Extracted data entries:

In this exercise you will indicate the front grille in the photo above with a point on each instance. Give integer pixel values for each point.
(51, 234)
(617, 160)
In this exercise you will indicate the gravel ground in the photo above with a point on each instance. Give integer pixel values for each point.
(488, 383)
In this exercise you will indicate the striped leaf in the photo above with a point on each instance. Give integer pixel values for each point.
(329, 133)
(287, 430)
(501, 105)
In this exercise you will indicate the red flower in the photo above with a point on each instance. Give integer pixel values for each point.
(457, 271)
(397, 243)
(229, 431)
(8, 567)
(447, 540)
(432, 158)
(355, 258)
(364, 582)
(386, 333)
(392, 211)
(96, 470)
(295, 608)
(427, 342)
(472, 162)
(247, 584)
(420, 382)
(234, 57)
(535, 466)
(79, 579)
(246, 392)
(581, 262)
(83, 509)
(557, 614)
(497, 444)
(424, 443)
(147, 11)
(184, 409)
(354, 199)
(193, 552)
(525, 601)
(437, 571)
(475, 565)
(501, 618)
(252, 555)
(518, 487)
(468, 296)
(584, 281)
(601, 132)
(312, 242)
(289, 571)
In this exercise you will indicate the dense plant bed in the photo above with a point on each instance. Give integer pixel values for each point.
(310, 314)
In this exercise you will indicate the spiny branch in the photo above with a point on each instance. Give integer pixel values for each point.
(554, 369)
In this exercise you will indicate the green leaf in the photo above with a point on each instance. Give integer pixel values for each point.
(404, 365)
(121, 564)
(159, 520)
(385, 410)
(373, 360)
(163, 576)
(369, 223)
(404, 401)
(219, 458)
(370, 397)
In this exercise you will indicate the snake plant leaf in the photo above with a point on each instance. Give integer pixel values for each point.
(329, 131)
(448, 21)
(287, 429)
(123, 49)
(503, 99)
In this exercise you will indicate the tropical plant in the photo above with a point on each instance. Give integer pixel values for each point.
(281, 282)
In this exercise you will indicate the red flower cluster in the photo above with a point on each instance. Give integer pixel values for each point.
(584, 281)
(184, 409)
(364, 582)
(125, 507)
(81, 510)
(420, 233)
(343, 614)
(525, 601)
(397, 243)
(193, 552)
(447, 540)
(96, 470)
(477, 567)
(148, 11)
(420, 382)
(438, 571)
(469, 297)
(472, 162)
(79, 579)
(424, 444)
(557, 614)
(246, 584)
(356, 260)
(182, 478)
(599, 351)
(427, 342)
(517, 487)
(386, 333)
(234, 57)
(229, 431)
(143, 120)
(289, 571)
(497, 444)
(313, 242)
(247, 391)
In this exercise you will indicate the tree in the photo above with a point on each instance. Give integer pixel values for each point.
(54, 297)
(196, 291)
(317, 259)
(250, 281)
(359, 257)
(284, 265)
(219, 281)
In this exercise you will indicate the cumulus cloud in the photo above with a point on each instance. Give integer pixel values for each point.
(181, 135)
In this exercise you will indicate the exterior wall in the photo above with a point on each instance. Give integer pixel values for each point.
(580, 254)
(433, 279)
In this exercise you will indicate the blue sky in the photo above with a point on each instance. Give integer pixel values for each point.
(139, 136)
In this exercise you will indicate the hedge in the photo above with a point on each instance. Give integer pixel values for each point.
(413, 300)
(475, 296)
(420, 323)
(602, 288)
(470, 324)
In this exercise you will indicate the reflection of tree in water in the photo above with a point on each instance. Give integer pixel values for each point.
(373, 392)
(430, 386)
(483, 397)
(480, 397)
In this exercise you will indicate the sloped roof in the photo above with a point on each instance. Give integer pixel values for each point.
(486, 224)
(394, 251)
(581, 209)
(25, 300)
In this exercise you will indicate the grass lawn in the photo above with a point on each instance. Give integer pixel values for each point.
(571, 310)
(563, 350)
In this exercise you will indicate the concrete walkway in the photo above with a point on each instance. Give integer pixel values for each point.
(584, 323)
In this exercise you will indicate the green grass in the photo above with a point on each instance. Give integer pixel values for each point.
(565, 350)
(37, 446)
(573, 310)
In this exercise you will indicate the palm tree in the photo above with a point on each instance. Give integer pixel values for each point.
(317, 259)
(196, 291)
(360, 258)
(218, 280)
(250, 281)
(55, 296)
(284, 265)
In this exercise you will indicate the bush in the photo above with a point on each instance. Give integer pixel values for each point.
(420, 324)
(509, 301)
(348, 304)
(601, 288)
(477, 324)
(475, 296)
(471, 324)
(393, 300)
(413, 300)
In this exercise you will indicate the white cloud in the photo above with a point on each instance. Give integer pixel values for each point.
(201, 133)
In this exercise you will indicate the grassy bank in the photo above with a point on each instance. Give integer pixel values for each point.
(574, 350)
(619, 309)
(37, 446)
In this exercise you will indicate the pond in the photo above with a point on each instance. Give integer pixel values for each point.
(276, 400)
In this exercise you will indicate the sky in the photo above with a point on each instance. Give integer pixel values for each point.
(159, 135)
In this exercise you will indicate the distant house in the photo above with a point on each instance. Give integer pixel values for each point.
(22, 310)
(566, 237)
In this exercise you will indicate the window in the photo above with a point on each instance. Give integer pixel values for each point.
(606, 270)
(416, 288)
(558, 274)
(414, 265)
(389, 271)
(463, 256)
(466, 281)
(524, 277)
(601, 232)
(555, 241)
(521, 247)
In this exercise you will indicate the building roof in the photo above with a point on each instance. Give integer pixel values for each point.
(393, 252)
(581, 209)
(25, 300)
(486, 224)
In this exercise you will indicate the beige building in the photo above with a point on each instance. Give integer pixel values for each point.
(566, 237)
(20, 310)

**Description of the task**
Reproduce each line of the material above precisely.

**Answer for the task**
In this exercise you will indicate the front grille in the photo above with a point on each instance. Give integer pixel values for each point.
(51, 234)
(617, 160)
In this exercise you will indicate the gravel ground in the photo above with a point on each instance. Give integer pixel values for each point.
(488, 383)
In this exercise you will indicate the striped leaf in the photo above with a point on each instance. Give integer pixel values for each point.
(329, 133)
(287, 430)
(501, 105)
In this exercise you will indicate the red flower in the photo above with a point on each instance. Give integer pixel values for each point.
(457, 271)
(397, 243)
(229, 431)
(8, 567)
(447, 540)
(432, 158)
(355, 258)
(364, 582)
(386, 333)
(392, 211)
(96, 470)
(295, 608)
(427, 342)
(472, 162)
(247, 584)
(420, 382)
(234, 57)
(535, 466)
(79, 579)
(246, 392)
(581, 262)
(83, 509)
(557, 614)
(497, 444)
(424, 443)
(147, 11)
(184, 409)
(354, 199)
(193, 552)
(525, 601)
(437, 571)
(475, 565)
(501, 618)
(252, 555)
(518, 487)
(468, 296)
(584, 281)
(601, 132)
(312, 242)
(289, 571)
In this exercise you will indicate the dense plant bed in the photo above with a point on each instance. Give integer pixel values for each point.
(310, 314)
In this exercise you will indicate the spiny branch in the photo above with a point on each instance. Give integer pixel values for each point.
(554, 369)
In this exercise you will indicate the green leaf in the photo above with a point on each instance. Give integer pixel values for each point.
(404, 365)
(121, 564)
(159, 520)
(385, 410)
(373, 360)
(163, 576)
(369, 223)
(404, 401)
(219, 458)
(370, 397)
In this exercise you will indicate the snake plant leaf in the photo above with a point on each instance. Give integer pixel values for each point.
(329, 131)
(448, 21)
(287, 429)
(123, 49)
(503, 99)
In this exercise you will indicate the tropical plant in the photo above with a point on each instance. Give integer pixel values for each point.
(281, 282)
In this exercise you will indicate the red flower cluster in the photo above with a point on each instance. Give integer pixel values for each point.
(584, 281)
(184, 409)
(364, 582)
(125, 507)
(81, 510)
(420, 233)
(343, 614)
(525, 601)
(397, 243)
(193, 552)
(447, 540)
(96, 470)
(477, 567)
(148, 11)
(420, 382)
(438, 571)
(469, 297)
(472, 162)
(79, 579)
(424, 444)
(557, 614)
(246, 584)
(356, 260)
(182, 478)
(599, 351)
(427, 342)
(517, 487)
(386, 333)
(234, 57)
(229, 431)
(143, 120)
(289, 571)
(497, 444)
(313, 242)
(247, 391)
In this exercise you will indicate the tree in the photo above with a point on each instance. Give integer pixel values for each point.
(54, 297)
(196, 291)
(317, 259)
(250, 281)
(359, 257)
(284, 265)
(219, 281)
In this exercise you will indicate the cumulus cloud in the photo above with a point on each instance. Give integer pixel values for each point.
(181, 135)
In this exercise you will indicate the exterior wall in the photo above with a point on each instance. Give integer pixel values for each point.
(580, 254)
(433, 279)
In this exercise you will indicate the blue sky in the photo above with a point on each instance. Give integer pixel values for each point.
(139, 136)
In this exercise you will indicate the hedge in the photo above with a point on each instance. Give integer pixel values for each point.
(413, 300)
(475, 296)
(420, 323)
(602, 288)
(470, 324)
In this exercise you will indicate the reflection of tree in water in the photo above with a point on each instance. Give integer pixel values for each point.
(373, 392)
(430, 386)
(483, 397)
(480, 397)
In this exercise you will indicate the sloped roof in the photo above with a point on each instance. Give integer pixel values for each point.
(486, 224)
(394, 251)
(581, 209)
(25, 300)
In this exercise you will indicate the grass lawn in the photo above with a point on each instance. Give integer pixel values for each point.
(571, 310)
(563, 350)
In this exercise you will indicate the concrete walkway in the photo above with a point on each instance. Give integer pixel values for each point.
(584, 323)
In this exercise you will indicate the green grass in the photo above with a point on each instance. Give integer pixel values for each point.
(565, 350)
(37, 446)
(573, 310)
In this exercise you will indicate the palm tree in the photo above with a point on each instance. Give integer pixel values for each point.
(317, 259)
(196, 291)
(360, 258)
(218, 280)
(250, 281)
(55, 296)
(284, 265)
In this exercise you will indicate the bush in the photo above with a point on each instance. Give integer pixel values for each point.
(420, 324)
(509, 301)
(348, 304)
(601, 288)
(477, 324)
(475, 296)
(471, 324)
(393, 300)
(413, 300)
In this exercise you will indicate the white cloud in the photo above with a point on each instance. Give integer pixel values for each point.
(201, 133)
In this exercise you will indicate the grassy bank in the photo above with a point on each instance. Give integer pixel values for each point.
(574, 350)
(619, 309)
(37, 446)
In this exercise you will indicate the pond in the photo above with a point on each instance. Give integer pixel values for each point.
(276, 400)
In this exercise you will indicate the sky in the photo above with a point on each instance. Give integer pixel values for each point.
(159, 135)
In this exercise you will indicate the distant house in the photo above with a point on each instance. Give integer pixel values for each point.
(22, 310)
(566, 237)
In this exercise you will indicate the window in the photo above with a point on each instance. Give integer pixel values for each point.
(606, 270)
(416, 288)
(558, 274)
(414, 265)
(389, 271)
(463, 256)
(466, 281)
(524, 277)
(601, 232)
(555, 241)
(521, 247)
In this exercise you will indicate the building roof in the photo above with a point on each instance. Give integer pixel values for each point.
(393, 252)
(581, 209)
(25, 300)
(486, 224)
In this exercise you will indicate the beige building in the photo above with a point on each instance. Give integer pixel values for each point.
(566, 237)
(20, 310)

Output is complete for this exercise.